▶
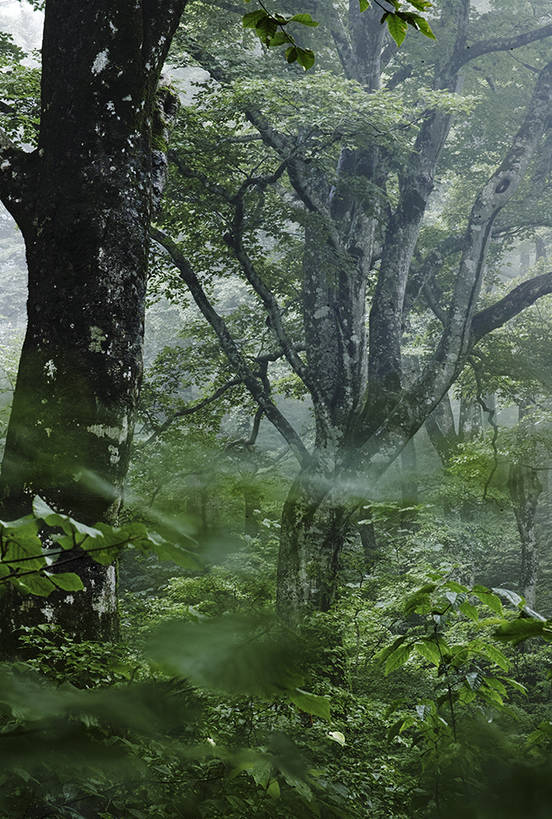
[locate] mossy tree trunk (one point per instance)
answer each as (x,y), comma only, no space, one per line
(83,201)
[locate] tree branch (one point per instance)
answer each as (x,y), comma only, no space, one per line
(501,44)
(190,410)
(514,302)
(235,357)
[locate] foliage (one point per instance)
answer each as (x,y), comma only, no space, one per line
(28,552)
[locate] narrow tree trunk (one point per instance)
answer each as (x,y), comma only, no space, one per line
(313,528)
(525,489)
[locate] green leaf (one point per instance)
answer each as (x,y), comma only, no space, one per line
(468,610)
(252,18)
(523,628)
(397,28)
(517,686)
(173,552)
(310,703)
(457,587)
(305,57)
(34,584)
(421,5)
(397,659)
(425,28)
(494,654)
(234,653)
(304,19)
(291,54)
(279,39)
(43,511)
(429,651)
(487,597)
(68,581)
(336,736)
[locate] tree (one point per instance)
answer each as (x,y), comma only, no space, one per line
(83,200)
(361,210)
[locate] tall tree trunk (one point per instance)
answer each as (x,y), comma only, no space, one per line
(84,208)
(314,523)
(525,489)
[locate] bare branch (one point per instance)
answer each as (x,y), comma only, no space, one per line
(234,355)
(517,300)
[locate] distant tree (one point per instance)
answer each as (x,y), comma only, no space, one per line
(83,200)
(359,201)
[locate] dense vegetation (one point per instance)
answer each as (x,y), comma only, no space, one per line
(315,579)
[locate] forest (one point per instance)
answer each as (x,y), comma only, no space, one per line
(276,409)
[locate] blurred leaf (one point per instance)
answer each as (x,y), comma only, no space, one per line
(233,653)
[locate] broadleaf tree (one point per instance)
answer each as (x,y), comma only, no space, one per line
(358,203)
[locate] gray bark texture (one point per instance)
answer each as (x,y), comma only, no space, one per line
(83,201)
(366,409)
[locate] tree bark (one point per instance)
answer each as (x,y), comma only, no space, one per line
(525,489)
(85,201)
(315,520)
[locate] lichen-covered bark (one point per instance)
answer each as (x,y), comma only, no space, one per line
(525,489)
(315,519)
(86,201)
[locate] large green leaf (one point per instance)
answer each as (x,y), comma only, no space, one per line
(233,653)
(430,651)
(310,703)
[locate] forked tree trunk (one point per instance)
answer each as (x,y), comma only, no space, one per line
(83,201)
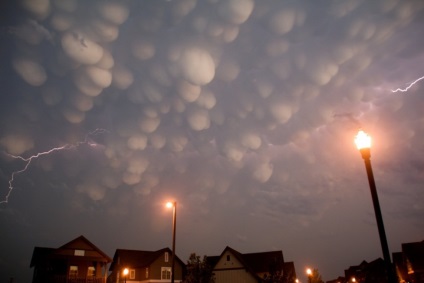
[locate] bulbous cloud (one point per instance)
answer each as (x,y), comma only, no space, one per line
(236,11)
(196,65)
(262,172)
(30,71)
(198,119)
(80,48)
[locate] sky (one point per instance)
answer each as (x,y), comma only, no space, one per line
(243,112)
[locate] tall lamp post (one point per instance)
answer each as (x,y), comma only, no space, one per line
(174,226)
(363,143)
(125,272)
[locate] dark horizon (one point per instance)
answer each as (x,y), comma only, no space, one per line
(242,111)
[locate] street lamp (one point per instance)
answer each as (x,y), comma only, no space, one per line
(363,143)
(125,272)
(174,226)
(309,273)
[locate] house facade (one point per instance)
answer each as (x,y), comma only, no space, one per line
(144,266)
(233,267)
(78,261)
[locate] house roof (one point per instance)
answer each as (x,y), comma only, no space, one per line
(41,254)
(137,258)
(253,262)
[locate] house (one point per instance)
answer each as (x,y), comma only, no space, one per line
(366,272)
(233,266)
(410,262)
(144,266)
(78,261)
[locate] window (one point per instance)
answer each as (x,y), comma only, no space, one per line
(73,271)
(165,273)
(132,273)
(91,272)
(79,252)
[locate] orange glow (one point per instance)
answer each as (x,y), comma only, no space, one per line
(362,140)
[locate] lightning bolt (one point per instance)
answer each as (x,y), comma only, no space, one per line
(409,86)
(28,160)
◀
Reproduce all of the lines above with "one point per instance" swapped for "a single point for each instance" wherever it occurs, changing nothing else. Omit the pictures from your answer.

[locate] mossy tree trunk (a single point for each instance)
answer each as (x,y), comma only, no space, one per line
(83,201)
[locate] tree branch (a single point for each instance)
answer each as (x,y), comma only, no space, one per line
(501,44)
(190,410)
(514,302)
(235,357)
[locate] foliage (a single point for each instance)
answer each as (x,y), comma only, no space, one per line
(28,552)
[locate] narrow tree trunk (a single point for each instance)
answer each as (x,y), comma only, no space, one per line
(313,528)
(525,489)
[locate] green leaf (a single point for each instance)
answer each as (x,y), comma only, no space, one per line
(468,610)
(252,18)
(523,628)
(397,28)
(517,686)
(173,552)
(310,703)
(457,587)
(305,57)
(34,584)
(421,5)
(397,659)
(425,28)
(494,654)
(234,653)
(304,19)
(291,54)
(279,39)
(43,511)
(429,651)
(487,597)
(68,581)
(336,736)
[locate] tree (a single point for each instance)
answer each as (x,y), comma only, no space, one per line
(83,200)
(361,210)
[locate] tall tree trunk (a single point for each instance)
answer each as (x,y), comma only, no space, one per line
(84,208)
(314,523)
(525,489)
[locate] bare branch (a single point for each instance)
answer each as (x,y), comma only, no space, one per line
(234,355)
(517,300)
[locate] distant tree (a single point for each instance)
answer each as (x,y), comma only, no space, one per line
(83,200)
(359,201)
[locate] dense vegetation (a single point for each instance)
answer each as (x,y), comma only, no space, one per line
(315,579)
[locate] forest (a single point for each instance)
answer each as (x,y), comma only, no space, one per line
(276,409)
[locate] blurred leaf (a single point for each instance)
answer each as (x,y), comma only, no space, one per line
(233,653)
[locate] broadleaf tree (a single point for each instance)
answer each as (x,y), comma only, no space, one per line
(358,203)
[locate] gray bark texture (a single point for each instance)
answer each as (x,y), comma only, no space, one per line
(83,201)
(366,409)
[locate] tree bark (a single point for each instance)
answer each as (x,y), comma only, no space, one per line
(525,489)
(85,201)
(315,520)
[locate] lichen-covered bark (a single point for each instance)
answer each as (x,y), comma only, no space, one per line
(525,489)
(315,519)
(86,201)
[locate] large green leaf (a single point for each instance)
answer each as (x,y), comma only, no space, one per line
(233,653)
(430,651)
(310,703)
[locate] forked tree trunk (a single point for each instance)
answer each as (x,y), comma only, no space, one per line
(83,201)
[locate] bulbous cloud (a single point for each instance)
answer each as (x,y), comma only, no space, one per line
(236,11)
(196,65)
(262,172)
(30,71)
(198,119)
(80,48)
[locate] sky (a single point for each instance)
answer each as (x,y), comma only, no space, one per line
(243,112)
[locate] tall lamp post (a single point for each instance)
answer each as (x,y), comma only, no space, one per line
(174,226)
(363,143)
(125,272)
[locate] dark horizon (a single point for each instance)
answer each as (x,y), comma only, no space, one per line
(242,111)
[locate] street lamp (a single point for each instance)
answer each as (x,y), comma only, no space, one per line
(363,143)
(125,272)
(174,226)
(309,273)
[locate] house facade (a single point for each instance)
answer each as (x,y), comma only, no space, one per line
(144,266)
(233,267)
(78,261)
[locate] house roof (a single point for each instance)
answer each as (x,y), comma only, no space, one per line
(41,254)
(137,258)
(253,262)
[locate] house (a single point for each instance)
answer each as (x,y), comma only, no space, one per line
(366,272)
(233,266)
(410,262)
(144,266)
(78,261)
[locate] window (a single point for each instance)
answer each as (x,y), comma only, no space, one per line
(73,271)
(165,273)
(132,273)
(91,272)
(79,252)
[locate] orange glow (a single point for each instance)
answer each as (x,y), comma only, no space, one per line
(362,140)
[locate] lightning bolt (a single point for each instance)
answer each as (x,y), comma only, no space, one per line
(409,86)
(28,160)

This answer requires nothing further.